[Directive]
Render the part of the items below that opens with the line containing "the road marking" and runs through the last item, inclusive, as a numbered list with blank lines omitted.

+===+

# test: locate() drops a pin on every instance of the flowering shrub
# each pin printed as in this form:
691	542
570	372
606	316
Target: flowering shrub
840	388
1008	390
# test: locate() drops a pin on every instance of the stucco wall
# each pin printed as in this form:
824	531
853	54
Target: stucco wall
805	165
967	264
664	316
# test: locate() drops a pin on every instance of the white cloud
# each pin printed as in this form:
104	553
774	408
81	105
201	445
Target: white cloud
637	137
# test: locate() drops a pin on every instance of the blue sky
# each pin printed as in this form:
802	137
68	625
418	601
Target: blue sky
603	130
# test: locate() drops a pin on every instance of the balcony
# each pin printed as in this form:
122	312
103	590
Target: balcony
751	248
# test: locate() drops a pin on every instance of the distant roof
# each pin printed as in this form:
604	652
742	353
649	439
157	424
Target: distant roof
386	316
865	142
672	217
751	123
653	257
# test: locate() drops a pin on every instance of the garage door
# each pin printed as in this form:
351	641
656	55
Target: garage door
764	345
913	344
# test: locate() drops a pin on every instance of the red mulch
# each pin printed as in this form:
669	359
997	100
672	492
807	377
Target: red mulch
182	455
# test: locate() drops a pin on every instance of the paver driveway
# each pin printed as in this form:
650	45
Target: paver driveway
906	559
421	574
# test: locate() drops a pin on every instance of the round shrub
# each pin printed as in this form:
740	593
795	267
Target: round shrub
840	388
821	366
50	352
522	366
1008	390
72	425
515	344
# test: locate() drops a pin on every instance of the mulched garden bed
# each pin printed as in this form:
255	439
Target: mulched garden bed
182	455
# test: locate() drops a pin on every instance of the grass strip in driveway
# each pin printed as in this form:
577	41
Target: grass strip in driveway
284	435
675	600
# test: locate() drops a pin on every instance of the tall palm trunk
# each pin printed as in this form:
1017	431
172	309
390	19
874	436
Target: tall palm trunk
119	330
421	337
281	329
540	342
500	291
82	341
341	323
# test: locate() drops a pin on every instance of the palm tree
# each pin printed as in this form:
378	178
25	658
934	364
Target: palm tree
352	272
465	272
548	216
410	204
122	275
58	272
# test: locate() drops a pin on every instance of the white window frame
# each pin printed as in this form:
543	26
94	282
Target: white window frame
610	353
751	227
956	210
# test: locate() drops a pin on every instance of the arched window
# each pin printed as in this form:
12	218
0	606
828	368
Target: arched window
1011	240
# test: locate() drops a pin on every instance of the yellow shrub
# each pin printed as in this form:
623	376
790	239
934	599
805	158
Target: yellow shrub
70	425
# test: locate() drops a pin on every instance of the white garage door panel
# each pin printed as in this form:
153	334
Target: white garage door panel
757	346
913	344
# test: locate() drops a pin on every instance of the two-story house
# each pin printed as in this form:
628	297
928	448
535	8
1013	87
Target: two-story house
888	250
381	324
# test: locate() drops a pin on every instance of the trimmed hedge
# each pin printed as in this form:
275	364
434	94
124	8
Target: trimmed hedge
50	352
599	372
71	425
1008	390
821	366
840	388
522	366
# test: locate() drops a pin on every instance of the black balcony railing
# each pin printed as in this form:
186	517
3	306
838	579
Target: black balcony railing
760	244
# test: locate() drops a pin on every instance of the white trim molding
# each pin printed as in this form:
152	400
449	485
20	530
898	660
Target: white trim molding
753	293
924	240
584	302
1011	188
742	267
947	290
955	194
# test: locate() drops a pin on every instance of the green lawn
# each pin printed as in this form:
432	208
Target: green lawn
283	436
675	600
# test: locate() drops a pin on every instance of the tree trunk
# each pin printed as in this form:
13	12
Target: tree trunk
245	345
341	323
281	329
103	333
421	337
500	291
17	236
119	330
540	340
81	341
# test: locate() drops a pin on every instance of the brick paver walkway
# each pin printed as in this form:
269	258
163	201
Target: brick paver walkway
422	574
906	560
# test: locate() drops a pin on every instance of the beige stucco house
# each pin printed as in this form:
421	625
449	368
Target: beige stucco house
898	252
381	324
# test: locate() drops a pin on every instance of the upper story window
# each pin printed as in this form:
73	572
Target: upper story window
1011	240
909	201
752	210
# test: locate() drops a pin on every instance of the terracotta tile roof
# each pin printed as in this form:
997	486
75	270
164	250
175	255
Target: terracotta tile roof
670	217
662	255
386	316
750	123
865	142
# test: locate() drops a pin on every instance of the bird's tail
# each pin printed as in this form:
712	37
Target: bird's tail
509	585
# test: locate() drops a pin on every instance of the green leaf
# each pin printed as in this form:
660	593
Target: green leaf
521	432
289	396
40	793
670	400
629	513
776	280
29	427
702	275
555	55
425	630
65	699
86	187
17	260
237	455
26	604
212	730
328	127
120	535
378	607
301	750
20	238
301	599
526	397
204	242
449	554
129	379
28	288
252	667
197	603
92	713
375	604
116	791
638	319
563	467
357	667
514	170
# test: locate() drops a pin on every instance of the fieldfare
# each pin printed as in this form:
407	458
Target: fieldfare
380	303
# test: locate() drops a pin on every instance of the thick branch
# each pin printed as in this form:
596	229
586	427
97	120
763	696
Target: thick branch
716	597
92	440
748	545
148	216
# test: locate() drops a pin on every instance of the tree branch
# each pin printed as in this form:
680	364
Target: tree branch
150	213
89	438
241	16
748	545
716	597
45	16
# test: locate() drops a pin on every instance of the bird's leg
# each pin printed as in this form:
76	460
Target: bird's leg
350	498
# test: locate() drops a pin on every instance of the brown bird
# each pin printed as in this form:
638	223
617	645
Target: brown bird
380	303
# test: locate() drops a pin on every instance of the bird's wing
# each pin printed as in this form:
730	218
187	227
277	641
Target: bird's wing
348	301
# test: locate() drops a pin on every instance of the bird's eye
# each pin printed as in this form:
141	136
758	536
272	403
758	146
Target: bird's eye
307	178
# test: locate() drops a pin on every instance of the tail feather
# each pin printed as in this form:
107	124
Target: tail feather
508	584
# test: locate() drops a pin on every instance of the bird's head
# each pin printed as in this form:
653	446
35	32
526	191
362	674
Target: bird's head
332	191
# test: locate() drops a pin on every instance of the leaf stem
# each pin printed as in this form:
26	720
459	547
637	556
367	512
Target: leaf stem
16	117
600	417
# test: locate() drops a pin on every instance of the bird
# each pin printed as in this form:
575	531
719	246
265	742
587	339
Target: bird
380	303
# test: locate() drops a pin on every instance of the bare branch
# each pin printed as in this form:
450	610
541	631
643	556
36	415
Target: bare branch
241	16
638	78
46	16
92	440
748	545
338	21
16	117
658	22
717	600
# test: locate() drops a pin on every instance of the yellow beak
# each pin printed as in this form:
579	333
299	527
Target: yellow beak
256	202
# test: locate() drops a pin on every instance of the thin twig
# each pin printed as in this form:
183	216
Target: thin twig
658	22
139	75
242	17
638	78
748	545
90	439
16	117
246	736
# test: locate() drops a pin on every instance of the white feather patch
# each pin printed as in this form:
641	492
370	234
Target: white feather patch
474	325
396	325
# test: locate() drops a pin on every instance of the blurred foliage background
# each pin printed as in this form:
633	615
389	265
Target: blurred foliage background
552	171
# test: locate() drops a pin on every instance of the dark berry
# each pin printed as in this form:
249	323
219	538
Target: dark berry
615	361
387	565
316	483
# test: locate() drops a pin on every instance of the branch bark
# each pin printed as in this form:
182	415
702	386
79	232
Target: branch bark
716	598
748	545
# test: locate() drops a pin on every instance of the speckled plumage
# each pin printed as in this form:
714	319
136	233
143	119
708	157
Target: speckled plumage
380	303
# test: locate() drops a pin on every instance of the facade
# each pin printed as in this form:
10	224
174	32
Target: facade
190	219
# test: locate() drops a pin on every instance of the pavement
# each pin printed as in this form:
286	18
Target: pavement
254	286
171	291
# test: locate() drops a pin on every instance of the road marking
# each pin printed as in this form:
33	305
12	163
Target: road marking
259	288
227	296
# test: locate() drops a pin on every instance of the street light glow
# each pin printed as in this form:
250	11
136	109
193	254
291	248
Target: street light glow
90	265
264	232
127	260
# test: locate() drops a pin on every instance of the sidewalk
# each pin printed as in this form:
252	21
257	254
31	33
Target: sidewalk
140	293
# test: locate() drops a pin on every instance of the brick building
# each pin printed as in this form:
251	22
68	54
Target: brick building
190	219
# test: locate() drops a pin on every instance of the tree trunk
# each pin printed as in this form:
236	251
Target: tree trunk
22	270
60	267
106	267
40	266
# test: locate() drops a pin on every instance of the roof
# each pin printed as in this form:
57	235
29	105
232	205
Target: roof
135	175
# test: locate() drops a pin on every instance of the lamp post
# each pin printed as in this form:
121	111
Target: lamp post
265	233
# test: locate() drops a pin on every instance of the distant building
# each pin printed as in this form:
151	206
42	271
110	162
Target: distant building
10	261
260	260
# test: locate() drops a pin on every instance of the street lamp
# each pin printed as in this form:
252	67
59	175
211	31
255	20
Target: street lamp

+===+

[Result below]
1. # test: locate() drops a pin on every instance of the road marking
2. # each pin printed as in this form:
3. 33	305
4. 12	163
5. Target: road marking
6. 259	288
7. 227	296
8. # test: locate() drops a pin on every instance of the street light glow
9. # each pin printed as in this form:
10. 250	11
11. 136	109
12. 193	254
13. 291	248
14. Target: street light glow
15. 90	265
16. 264	232
17. 127	260
18. # test: locate() drops a pin on every instance of the sidewalk
19. # each pin printed as in this form:
20. 252	21
21. 257	254
22. 31	33
23. Target: sidewalk
24. 140	293
25. # test: locate() drops a pin on every instance of the brick building
26. # each pin printed as in this form:
27. 251	22
28. 68	54
29. Target: brick building
30. 190	219
31. # test: locate() drops a pin on every instance of the tree trunk
32. # each pin printed as in this form:
33. 236	251
34. Target: tree trunk
35. 22	270
36. 60	267
37. 106	267
38. 40	266
39. # test: locate() drops a pin on every instance of the roof
40. # each pin printed as in this form:
41. 57	235
42. 29	105
43. 232	205
44. Target: roof
45. 135	175
46. # test: locate() drops a pin on every instance of the lamp post
47. # each pin printed as in this form:
48. 121	111
49. Target: lamp post
50. 265	233
51. # test: locate() drops a pin on every instance of the distant building
52. # each pin printed as in this form:
53. 151	206
54. 42	271
55. 110	162
56. Target: distant building
57. 10	261
58. 260	260
59. # test: locate() drops a pin on every instance of the street lamp
60. # each pin printed as in this form:
61. 252	67
62. 59	175
63. 211	31
64. 255	20
65. Target: street lamp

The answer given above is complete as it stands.